▶ [Written task]: Retype the stretch of entries below from the line containing "Target: stone doorway" through the line containing "[[52,126],[52,115],[47,115],[47,126]]", keeping every character the same.

Rows from a dataset:
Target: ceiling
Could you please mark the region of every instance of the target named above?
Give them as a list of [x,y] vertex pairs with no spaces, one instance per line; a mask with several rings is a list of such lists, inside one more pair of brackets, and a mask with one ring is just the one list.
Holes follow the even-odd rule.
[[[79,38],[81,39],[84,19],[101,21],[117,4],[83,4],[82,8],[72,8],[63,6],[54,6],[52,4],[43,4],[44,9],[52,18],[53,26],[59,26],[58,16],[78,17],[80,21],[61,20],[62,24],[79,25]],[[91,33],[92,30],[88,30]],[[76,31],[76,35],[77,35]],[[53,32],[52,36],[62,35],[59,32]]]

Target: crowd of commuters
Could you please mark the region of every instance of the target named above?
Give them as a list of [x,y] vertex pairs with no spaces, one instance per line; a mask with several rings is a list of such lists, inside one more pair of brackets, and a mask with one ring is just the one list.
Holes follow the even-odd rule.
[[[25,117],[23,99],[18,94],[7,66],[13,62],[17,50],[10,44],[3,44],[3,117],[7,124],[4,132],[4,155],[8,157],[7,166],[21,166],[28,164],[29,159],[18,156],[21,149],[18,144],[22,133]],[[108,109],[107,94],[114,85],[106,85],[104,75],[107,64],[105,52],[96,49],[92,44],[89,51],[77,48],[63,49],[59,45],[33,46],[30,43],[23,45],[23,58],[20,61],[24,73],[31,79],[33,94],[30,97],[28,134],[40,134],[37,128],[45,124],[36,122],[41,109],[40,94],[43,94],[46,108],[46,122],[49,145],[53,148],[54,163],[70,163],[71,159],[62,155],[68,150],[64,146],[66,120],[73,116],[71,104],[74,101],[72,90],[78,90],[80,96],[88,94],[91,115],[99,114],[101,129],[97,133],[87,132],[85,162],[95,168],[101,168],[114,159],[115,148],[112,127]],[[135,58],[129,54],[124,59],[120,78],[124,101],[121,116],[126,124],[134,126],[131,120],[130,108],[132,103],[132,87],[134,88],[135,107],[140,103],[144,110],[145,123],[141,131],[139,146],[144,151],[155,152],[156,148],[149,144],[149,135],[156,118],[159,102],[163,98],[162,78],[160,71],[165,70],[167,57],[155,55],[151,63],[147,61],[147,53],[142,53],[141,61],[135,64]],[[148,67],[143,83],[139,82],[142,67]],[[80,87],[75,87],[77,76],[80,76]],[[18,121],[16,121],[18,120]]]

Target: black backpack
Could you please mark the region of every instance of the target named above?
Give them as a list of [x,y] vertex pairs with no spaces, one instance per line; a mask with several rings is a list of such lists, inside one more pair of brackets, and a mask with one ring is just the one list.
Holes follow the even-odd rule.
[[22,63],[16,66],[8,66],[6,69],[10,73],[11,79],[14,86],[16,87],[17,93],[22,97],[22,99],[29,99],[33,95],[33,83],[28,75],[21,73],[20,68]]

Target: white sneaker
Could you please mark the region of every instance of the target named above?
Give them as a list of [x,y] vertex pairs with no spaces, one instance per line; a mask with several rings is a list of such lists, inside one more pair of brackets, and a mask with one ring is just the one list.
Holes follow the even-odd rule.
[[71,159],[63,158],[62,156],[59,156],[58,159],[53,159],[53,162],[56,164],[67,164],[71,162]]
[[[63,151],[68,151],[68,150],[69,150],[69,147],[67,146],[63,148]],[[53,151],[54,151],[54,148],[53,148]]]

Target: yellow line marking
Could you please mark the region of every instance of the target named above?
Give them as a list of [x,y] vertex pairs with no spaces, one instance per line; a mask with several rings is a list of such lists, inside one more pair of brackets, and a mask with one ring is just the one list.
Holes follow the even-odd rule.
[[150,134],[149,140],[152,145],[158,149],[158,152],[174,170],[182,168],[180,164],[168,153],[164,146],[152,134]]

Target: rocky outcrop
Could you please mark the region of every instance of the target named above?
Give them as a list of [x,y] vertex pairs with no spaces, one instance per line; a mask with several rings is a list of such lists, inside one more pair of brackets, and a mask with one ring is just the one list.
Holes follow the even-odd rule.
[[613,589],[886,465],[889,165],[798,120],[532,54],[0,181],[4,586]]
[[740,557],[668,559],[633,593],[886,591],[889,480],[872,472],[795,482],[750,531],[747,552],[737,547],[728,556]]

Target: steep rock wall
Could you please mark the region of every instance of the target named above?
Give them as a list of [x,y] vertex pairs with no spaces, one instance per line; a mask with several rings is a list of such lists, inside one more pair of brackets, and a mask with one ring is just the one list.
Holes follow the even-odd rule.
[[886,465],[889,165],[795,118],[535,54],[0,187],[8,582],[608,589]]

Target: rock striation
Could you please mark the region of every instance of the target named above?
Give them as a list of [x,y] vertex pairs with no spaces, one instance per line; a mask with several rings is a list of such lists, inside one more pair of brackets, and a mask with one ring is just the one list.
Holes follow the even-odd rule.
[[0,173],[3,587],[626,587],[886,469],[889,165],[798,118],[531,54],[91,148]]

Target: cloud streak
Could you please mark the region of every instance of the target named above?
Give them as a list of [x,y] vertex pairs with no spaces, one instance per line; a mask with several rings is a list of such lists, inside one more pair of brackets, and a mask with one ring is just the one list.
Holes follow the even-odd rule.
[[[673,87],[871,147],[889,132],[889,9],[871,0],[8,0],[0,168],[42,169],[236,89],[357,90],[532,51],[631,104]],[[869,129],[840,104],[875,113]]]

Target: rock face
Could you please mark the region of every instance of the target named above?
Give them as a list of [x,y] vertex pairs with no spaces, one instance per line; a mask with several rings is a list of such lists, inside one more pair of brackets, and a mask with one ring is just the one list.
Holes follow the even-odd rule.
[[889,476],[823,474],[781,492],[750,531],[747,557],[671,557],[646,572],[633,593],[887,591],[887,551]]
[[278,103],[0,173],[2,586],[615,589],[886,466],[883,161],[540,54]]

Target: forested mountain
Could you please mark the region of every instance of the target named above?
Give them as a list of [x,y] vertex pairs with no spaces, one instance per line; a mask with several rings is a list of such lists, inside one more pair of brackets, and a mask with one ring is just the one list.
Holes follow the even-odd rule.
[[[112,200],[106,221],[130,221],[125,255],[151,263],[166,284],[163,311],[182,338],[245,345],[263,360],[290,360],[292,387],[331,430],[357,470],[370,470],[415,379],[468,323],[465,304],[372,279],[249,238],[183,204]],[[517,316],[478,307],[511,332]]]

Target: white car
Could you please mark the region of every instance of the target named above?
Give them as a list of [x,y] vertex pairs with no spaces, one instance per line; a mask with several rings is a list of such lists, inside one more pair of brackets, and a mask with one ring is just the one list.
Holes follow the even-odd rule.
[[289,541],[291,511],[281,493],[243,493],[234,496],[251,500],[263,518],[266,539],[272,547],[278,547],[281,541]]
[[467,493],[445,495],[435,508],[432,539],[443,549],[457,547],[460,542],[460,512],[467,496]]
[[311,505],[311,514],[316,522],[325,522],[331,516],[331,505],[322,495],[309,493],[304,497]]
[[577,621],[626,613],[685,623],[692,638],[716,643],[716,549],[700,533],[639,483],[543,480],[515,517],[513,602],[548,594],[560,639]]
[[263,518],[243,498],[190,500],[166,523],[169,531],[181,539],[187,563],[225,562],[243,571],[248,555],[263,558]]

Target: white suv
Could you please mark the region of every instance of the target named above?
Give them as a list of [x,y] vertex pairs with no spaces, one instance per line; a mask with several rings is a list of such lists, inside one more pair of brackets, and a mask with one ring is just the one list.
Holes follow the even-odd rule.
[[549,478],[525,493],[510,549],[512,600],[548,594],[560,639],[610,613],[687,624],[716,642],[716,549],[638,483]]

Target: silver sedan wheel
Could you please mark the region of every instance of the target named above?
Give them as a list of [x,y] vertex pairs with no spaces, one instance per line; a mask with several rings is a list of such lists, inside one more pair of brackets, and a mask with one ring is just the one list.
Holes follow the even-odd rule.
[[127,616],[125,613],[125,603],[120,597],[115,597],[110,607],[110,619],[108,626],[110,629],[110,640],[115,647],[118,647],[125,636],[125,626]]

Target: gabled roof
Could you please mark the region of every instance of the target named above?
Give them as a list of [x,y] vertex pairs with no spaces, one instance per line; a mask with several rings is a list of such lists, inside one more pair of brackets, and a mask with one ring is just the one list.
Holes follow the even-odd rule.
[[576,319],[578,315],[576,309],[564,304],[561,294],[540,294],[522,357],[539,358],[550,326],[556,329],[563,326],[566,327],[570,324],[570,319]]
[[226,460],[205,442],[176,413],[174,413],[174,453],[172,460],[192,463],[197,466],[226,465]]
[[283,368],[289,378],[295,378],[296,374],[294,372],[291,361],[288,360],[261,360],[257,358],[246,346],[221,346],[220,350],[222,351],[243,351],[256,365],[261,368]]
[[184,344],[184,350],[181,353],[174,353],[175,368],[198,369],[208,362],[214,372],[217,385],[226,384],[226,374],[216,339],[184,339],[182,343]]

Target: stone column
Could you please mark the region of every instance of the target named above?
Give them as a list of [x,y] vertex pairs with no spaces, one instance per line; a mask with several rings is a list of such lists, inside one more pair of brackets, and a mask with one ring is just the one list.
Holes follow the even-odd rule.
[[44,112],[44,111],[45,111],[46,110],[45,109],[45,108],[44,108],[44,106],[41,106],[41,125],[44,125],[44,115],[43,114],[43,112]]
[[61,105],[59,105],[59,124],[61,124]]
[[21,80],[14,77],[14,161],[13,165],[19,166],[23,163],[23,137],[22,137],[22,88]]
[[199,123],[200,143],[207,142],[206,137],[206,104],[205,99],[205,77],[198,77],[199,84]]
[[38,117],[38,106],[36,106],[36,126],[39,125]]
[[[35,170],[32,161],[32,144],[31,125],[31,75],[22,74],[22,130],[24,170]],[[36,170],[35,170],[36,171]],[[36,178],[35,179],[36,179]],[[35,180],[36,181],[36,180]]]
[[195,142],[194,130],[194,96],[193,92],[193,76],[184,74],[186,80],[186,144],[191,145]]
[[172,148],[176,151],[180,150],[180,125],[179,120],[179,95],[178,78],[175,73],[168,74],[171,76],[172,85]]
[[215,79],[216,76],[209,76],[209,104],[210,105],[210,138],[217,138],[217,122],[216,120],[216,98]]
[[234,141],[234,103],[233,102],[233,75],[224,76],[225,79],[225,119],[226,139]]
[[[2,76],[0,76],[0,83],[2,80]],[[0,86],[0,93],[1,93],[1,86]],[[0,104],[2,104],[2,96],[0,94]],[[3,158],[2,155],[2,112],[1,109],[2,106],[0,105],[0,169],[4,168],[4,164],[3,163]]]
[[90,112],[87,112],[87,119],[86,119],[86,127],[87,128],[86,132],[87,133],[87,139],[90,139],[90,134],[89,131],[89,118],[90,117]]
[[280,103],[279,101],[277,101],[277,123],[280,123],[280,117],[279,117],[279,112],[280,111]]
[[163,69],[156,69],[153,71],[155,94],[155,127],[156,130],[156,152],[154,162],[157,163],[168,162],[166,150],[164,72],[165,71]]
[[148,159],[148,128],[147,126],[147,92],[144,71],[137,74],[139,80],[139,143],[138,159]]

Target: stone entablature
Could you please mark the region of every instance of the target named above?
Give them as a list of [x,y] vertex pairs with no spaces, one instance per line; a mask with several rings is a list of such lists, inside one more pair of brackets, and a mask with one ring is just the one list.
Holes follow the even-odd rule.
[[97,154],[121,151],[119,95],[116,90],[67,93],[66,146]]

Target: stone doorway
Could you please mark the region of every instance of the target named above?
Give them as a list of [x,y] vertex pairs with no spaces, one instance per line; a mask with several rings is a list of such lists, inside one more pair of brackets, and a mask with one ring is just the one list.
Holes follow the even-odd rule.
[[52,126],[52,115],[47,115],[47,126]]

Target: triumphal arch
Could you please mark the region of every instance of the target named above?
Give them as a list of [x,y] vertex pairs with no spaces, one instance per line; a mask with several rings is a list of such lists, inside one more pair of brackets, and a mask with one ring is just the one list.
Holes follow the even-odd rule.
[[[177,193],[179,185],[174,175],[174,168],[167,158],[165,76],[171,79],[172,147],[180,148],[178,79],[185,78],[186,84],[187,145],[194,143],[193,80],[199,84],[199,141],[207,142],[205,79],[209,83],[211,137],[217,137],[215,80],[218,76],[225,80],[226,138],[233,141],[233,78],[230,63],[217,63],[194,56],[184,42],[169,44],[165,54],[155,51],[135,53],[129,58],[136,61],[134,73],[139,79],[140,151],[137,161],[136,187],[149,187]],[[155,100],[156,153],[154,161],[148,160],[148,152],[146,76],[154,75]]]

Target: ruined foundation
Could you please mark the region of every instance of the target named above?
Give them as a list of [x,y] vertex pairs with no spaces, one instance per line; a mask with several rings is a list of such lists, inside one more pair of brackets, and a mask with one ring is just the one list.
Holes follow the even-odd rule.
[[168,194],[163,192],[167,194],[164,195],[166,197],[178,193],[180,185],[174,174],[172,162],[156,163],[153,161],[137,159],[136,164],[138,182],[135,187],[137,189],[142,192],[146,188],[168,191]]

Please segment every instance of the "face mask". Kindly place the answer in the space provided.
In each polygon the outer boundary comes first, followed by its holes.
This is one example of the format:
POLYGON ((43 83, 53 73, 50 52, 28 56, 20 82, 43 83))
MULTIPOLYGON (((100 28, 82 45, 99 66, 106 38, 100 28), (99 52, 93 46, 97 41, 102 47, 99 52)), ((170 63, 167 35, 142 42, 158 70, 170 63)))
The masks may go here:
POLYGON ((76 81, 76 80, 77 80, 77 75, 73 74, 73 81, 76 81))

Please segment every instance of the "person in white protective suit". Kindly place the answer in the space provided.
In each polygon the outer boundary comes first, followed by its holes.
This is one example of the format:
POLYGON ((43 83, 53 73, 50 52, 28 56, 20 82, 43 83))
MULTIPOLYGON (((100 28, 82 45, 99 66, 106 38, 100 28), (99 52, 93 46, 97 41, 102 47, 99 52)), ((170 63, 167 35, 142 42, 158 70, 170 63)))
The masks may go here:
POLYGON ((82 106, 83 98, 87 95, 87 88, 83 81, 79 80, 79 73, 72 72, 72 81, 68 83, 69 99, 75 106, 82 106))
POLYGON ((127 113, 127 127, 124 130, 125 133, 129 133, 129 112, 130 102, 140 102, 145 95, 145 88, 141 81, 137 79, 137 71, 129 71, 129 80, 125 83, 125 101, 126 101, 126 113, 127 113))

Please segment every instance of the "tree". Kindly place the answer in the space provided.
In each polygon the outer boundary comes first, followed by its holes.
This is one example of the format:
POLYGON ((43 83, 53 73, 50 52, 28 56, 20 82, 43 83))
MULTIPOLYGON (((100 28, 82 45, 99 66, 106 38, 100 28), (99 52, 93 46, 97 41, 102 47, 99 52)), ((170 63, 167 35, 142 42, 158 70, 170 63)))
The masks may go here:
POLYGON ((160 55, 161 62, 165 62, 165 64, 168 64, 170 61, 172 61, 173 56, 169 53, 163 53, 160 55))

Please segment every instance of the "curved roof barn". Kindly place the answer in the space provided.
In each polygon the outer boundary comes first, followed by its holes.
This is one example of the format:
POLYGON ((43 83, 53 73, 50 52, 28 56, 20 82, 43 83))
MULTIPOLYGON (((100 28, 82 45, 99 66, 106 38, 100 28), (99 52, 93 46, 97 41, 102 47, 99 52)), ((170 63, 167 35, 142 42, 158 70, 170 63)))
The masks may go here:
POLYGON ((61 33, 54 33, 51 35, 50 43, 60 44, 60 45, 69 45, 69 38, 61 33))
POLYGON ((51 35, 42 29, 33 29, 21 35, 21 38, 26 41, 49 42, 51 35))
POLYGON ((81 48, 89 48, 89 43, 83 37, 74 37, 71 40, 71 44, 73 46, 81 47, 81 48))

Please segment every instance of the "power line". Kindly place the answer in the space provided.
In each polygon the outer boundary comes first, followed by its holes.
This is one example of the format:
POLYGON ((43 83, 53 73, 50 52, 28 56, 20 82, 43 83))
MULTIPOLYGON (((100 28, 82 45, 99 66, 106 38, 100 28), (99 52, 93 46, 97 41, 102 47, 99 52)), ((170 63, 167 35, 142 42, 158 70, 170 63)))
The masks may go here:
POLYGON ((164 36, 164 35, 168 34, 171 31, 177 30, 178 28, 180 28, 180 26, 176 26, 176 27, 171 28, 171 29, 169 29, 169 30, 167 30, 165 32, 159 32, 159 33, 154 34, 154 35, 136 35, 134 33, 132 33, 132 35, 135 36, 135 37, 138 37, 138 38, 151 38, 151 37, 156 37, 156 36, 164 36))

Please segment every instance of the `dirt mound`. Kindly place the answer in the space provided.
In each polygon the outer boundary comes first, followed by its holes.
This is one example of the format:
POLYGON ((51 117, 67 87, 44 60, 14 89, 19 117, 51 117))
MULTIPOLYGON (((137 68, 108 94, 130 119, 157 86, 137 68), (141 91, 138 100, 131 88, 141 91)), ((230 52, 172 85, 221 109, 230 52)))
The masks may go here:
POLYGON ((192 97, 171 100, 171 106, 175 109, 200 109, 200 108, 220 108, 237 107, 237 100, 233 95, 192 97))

▶ [Exercise answer]:
Target: stone doorway
Could you please mark the region of every instance of the target named above?
Give them as a list of [x,y] vertex pairs with no spaces, one instance per line; a mask with several rings is a list of such lists, inside one more pair of brackets, and a mask with one ring is just the one list.
Holes follow the even-odd rule.
[[52,126],[52,115],[47,115],[47,126]]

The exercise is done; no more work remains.